* _EXERCISE TASKS_:
A – Transcribe the advice column from "process of therapy" up to and including "so we understand.".
B – List every dollar amount mentioned in the advice column.

Calgary Herald

‘Helpful’ man spent thousands on hooker

- ELLIE READ ELLIE MONDAY TO SATURDAY. E-MAIL ELLIE@THESTAR.CA. ELLIE CHATS AT NOON WEDNESDAYS, AT THE STAR.COM/ELLIECHAT. FOLLOW @ ELLIEADVIC­E.

Q: I’m a mature man. Two years ago, I stupidly went to a brothel where I met a prostitute in her mid 40s. She said she had to do that work because she had debts. So I helped her with $10,000 — but then she wanted more.

I kept supporting her (more than $5,000 monthly for 18 months) until she got a legitimate job. She lied, saying she loved me, but we never had sex. I also gave her a car.

She said she’d left her abusive and bankrupt husband shortly before I met her. Now she lives with her two older teens. She kept lying and just wanted my money.

But I believed she wanted to have a normal life, so I kept helping her.

Now she has a decent income, but she still wants me to pay her $1,500 rent for a while. I have a good job and a wife. I never had sex with that woman after the one time. I felt guilty, so I helped give her a new life.

Am I a stupid man who was used by an opportunis­t? Or was I too kind? I still love my wife.

— Being Used

A: You were hooked by a skilful liar and user, as a mark who could afford her demands. Whether this made you feel needed, and provided some mid-life excitement, only you and a

process of therapy can determine. Since you still love your wife, get to a therapist fast. This other woman can expose the whole story if she chooses. That’s when you can lose more than money — you’d lose your wife and your self-respect.

Tell her as a final goodbye that you wish her well. Do not refer to your financial help (in case she’s recording your conversati­on). Then change your contact informatio­n. You need to get back to your own life and spouse.

Q: More than 20 years ago, my husband and I met a couple with many similar interests. Several years ago, they had a daughter, whom we adore. We saw them less often, but still frequently. They’d befriended lots of parents of kids she knows, and we’re childless, so we understand.

A couple of years ago, the woman started distance running. We barely see her, and she seems to barely see her husband and daughter. Her husband and the child are available, not her.

Should I give up on the friendship? I worry about her marriage, because it seems that her friendship with her trainer is more than platonic.

— Can’t Share Obsession

A: Yes, accept getting together as a sometime event. Parenthood changed this couple’s life, which is not unusual. Running and her training may be the needed balance to her parenting role. If she’s obsessed to the point of negligence to her family, or he’s more than a trainer, it’ll be obvious.

* _RECORDS PROVIDED_:

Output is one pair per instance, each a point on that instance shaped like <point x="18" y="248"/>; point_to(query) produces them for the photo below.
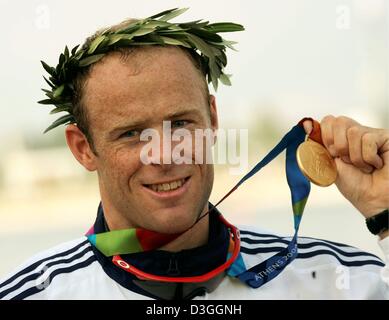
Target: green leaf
<point x="175" y="42"/>
<point x="214" y="68"/>
<point x="225" y="79"/>
<point x="214" y="81"/>
<point x="155" y="16"/>
<point x="173" y="14"/>
<point x="117" y="37"/>
<point x="95" y="43"/>
<point x="50" y="70"/>
<point x="91" y="59"/>
<point x="158" y="24"/>
<point x="143" y="31"/>
<point x="49" y="82"/>
<point x="66" y="52"/>
<point x="201" y="45"/>
<point x="64" y="119"/>
<point x="58" y="91"/>
<point x="60" y="109"/>
<point x="75" y="49"/>
<point x="206" y="35"/>
<point x="224" y="27"/>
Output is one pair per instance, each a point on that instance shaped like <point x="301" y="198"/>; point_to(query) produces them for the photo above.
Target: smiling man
<point x="156" y="235"/>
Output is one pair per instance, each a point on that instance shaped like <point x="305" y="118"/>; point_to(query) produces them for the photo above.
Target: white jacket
<point x="322" y="270"/>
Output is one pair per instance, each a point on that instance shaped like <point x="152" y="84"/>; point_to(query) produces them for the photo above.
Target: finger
<point x="308" y="126"/>
<point x="326" y="131"/>
<point x="340" y="137"/>
<point x="370" y="145"/>
<point x="354" y="137"/>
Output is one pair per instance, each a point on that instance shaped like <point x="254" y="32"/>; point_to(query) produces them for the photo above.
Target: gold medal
<point x="316" y="163"/>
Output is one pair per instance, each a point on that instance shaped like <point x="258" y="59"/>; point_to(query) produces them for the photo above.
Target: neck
<point x="194" y="237"/>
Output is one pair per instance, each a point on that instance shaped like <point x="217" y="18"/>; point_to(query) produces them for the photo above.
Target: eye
<point x="129" y="134"/>
<point x="179" y="123"/>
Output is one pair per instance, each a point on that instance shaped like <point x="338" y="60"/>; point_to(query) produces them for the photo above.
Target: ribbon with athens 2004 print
<point x="133" y="240"/>
<point x="299" y="185"/>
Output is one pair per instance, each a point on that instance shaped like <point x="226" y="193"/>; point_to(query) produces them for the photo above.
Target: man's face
<point x="124" y="97"/>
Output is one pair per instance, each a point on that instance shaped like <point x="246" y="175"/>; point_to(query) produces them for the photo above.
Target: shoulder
<point x="38" y="273"/>
<point x="311" y="251"/>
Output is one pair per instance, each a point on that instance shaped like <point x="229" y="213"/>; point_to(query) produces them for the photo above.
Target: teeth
<point x="167" y="186"/>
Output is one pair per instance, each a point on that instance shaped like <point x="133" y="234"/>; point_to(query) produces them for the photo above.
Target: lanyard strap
<point x="125" y="241"/>
<point x="299" y="186"/>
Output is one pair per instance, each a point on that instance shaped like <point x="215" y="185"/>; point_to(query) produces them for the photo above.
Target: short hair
<point x="79" y="110"/>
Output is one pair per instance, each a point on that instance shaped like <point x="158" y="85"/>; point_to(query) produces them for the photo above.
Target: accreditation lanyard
<point x="299" y="187"/>
<point x="114" y="243"/>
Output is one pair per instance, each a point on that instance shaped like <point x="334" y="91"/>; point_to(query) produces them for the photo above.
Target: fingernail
<point x="332" y="150"/>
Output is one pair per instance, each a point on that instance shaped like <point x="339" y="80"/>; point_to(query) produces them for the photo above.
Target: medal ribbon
<point x="134" y="240"/>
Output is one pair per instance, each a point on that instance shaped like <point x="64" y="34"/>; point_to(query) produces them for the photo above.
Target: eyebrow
<point x="142" y="123"/>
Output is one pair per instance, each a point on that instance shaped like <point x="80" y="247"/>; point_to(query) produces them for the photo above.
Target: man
<point x="130" y="90"/>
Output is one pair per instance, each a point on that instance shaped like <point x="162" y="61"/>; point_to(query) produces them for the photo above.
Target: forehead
<point x="146" y="83"/>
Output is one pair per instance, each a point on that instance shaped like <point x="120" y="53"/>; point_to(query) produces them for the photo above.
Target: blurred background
<point x="296" y="58"/>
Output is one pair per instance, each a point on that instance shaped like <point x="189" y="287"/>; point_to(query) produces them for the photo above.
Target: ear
<point x="213" y="114"/>
<point x="79" y="146"/>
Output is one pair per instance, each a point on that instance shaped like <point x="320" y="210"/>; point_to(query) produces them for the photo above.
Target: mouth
<point x="169" y="189"/>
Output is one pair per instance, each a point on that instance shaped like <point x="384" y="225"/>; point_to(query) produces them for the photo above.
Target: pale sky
<point x="297" y="57"/>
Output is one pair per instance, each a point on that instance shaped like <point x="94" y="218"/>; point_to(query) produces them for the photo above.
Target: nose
<point x="158" y="149"/>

* _SOLUTIONS BELOW_:
A –
process of therapy can determine. Since you still love your wife, get to a therapist fast. This other woman can expose the whole story if she chooses. That’s when you can lose more than money — you’d lose your wife and your self-respect.

Tell her as a final goodbye that you wish her well. Do not refer to your financial help (in case she’s recording your conversati­on). Then change your contact informatio­n. You need to get back to your own life and spouse.

Q: More than 20 years ago, my husband and I met a couple with many similar interests. Several years ago, they had a daughter, whom we adore. We saw them less often, but still frequently. They’d befriended lots of parents of kids she knows, and we’re childless, so we understand.

B –
$10,000
$5,000
$1,500